As is par for the course for Bitcoin (BTC), El Salvador becoming the first nation-state to adopt the cryptocurrency as legal tender is now immortalized on the blockchain.

Data from blockchain explorer service Blockchair shows block 686,938 bearing the message “asamblea aprueba la ley bitcoin” — meaning "assembly approves Bitcoin law" — which is the front-page headline carried by El Salvadoran daily Diario El Salvador on Wednesday.

Poolin, the third-largest Bitcoin mining pool by hash rate, was responsible for mining the transaction block that contained the message.

As previously reported by Cointelegraph, El Salvador’s legislature passed a bill to make Bitcoin legal tender in the country. Meanwhile, a wave of support for BTC among key government figures in Latin America continues to emerge to the excitement of several Bitcoin proponents.

▶ Given records:

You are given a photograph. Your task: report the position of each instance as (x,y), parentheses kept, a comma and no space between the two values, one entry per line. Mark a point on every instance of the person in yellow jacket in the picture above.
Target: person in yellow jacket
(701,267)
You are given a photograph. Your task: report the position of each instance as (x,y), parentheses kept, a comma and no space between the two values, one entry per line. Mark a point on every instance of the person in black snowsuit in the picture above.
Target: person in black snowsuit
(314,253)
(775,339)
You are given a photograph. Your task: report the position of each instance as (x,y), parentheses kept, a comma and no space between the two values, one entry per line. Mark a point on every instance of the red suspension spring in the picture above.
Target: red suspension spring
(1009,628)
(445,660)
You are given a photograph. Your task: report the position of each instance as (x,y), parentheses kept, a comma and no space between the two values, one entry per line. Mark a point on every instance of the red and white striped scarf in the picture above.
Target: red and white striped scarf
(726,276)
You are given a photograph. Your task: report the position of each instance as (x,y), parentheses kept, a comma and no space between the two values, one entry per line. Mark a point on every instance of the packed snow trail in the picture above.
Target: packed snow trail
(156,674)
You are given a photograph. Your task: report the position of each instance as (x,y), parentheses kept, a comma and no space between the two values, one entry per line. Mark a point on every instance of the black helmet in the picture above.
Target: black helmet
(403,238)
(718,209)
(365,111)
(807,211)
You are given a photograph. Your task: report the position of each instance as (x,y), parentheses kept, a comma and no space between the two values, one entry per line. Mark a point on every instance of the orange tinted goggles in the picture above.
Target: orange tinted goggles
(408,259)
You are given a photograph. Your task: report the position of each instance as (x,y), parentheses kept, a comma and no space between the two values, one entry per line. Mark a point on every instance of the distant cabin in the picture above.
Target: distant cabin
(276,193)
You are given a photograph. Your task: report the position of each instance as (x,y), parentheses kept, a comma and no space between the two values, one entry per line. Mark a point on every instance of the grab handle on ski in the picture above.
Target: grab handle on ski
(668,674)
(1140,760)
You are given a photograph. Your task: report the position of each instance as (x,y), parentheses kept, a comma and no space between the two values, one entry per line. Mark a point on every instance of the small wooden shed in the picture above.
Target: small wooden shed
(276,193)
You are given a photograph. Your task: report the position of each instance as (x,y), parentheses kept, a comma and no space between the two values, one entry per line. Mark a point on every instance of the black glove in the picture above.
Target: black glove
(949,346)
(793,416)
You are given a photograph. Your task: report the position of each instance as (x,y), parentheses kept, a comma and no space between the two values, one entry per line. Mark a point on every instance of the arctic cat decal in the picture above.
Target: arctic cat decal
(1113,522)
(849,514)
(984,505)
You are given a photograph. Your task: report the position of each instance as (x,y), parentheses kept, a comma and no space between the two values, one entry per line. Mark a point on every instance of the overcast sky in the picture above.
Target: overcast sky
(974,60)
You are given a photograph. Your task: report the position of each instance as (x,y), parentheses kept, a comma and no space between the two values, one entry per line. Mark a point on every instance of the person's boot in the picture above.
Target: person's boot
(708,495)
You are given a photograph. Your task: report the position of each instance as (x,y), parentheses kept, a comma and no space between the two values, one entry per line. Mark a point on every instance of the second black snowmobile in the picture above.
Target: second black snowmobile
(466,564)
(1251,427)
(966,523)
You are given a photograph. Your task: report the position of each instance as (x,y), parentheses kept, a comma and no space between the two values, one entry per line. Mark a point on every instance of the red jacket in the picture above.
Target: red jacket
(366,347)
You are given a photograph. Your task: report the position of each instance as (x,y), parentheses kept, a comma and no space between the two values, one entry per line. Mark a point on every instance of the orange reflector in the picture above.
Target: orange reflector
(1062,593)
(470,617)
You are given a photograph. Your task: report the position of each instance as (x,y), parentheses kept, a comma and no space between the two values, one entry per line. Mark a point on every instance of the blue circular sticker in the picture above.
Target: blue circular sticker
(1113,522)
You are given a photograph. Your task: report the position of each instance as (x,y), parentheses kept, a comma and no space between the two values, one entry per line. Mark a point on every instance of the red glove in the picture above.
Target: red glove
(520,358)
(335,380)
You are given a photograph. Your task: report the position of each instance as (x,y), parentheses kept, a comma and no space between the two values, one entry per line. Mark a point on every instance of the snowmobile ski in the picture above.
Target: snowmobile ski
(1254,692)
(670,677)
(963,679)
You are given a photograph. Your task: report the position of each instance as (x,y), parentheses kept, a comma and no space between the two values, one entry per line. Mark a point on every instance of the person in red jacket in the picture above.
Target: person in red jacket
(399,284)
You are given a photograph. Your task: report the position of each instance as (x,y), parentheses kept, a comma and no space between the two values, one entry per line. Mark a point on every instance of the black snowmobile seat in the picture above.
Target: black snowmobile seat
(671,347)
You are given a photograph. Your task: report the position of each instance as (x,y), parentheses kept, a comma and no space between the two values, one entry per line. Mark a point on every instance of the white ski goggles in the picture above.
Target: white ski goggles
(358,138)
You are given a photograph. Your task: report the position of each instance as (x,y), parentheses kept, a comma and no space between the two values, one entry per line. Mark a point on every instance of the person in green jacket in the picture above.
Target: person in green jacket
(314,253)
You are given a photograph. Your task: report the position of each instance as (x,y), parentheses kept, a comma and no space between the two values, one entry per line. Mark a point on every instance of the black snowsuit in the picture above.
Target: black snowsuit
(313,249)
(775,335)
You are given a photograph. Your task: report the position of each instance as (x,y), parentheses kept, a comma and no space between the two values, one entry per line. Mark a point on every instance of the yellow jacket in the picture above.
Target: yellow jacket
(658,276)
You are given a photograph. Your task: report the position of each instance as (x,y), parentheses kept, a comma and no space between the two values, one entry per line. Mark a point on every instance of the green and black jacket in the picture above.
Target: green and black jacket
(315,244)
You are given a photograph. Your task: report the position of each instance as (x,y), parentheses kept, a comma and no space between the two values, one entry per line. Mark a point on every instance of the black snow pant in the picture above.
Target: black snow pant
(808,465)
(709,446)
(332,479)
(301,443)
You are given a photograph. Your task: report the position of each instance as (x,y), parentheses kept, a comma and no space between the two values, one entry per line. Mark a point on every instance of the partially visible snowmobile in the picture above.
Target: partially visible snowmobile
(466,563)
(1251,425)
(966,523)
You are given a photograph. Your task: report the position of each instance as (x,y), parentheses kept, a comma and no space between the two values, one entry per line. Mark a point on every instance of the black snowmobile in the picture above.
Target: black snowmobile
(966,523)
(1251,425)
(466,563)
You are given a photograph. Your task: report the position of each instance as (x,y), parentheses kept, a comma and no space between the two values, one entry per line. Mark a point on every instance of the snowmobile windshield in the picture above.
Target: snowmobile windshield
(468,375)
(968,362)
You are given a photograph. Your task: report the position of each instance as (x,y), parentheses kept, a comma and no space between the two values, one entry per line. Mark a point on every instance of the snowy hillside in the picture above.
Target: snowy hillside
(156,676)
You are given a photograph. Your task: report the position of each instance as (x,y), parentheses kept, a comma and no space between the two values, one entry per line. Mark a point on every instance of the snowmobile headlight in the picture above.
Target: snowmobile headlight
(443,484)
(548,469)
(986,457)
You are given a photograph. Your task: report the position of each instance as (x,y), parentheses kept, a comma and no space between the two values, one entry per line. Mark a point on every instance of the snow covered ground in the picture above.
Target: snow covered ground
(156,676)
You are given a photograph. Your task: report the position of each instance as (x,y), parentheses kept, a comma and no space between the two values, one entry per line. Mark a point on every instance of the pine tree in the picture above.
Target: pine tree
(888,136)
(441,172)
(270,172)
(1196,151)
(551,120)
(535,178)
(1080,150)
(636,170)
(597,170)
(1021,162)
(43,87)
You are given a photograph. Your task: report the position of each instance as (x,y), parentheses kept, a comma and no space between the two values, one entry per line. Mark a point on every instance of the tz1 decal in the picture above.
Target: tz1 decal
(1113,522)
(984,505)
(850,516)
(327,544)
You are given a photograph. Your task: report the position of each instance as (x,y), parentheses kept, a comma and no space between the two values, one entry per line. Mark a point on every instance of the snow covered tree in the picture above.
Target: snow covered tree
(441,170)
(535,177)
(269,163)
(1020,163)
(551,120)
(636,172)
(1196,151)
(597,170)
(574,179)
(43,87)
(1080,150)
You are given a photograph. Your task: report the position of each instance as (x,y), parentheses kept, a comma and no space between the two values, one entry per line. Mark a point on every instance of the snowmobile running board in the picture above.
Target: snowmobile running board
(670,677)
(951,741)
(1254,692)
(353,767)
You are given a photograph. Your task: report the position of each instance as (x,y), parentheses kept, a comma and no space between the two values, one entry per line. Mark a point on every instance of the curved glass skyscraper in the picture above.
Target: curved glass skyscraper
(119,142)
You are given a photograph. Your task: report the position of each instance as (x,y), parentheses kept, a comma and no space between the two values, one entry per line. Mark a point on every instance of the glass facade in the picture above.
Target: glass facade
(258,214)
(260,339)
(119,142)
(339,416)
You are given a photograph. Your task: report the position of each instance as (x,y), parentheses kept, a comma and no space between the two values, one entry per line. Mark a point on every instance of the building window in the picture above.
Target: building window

▶ Questions on the material:
A – Pull a passage from the article about El Salvador's Bitcoin law, beginning at the words "Data from blockchain" and stopping after "Salvador on Wednesday.".
B – According to the article about El Salvador's Bitcoin law, which mining pool mined the block that contained the message?
C – Carry on the article about El Salvador's Bitcoin law from where it stops.
The material comes from a different source than the article.

▶ Written responses:
A –
Data from blockchain explorer service Blockchair shows block 686,938 bearing the message “asamblea aprueba la ley bitcoin” — meaning "assembly approves Bitcoin law" — which is the front-page headline carried by El Salvadoran daily Diario El Salvador on Wednesday.

B – Poolin

C –
Reacting to the growing trend, Chris Burniske, partner at blockchain-focused venture capital fund Placeholder VC, tweeted that move could be a means for Latin American nations to “strike back at dollars and debt.”

Earlier this week, former United States President Donald Trump doubled down on his Bitcoin stance, stating that BTC was competing with the U.S. dollar.

Poolin’s commemoration of El Salvador’s historic Bitcoin legalization move comes over a decade after BTC creator Satoshi Nakamoto etched The Times' front-page headline from Jan. 3, 2009, on the blockchain's genesis block:

“The Times 03/Jan/2009 Chancellor on brink of second bailout for banks.”

A few blocks in the Bitcoin blockchain also contain messages and other references meant to memorialize certain occasions.

When block height 666,666 came around back in January, the “winning miner” included a verse from the Bible: “Do not be overcome by evil, but overcome evil with good - Romans 12:21.”

In April, Coinbase had Bitcoin mining pool F2Pool embed a New York Times article in block 679,187.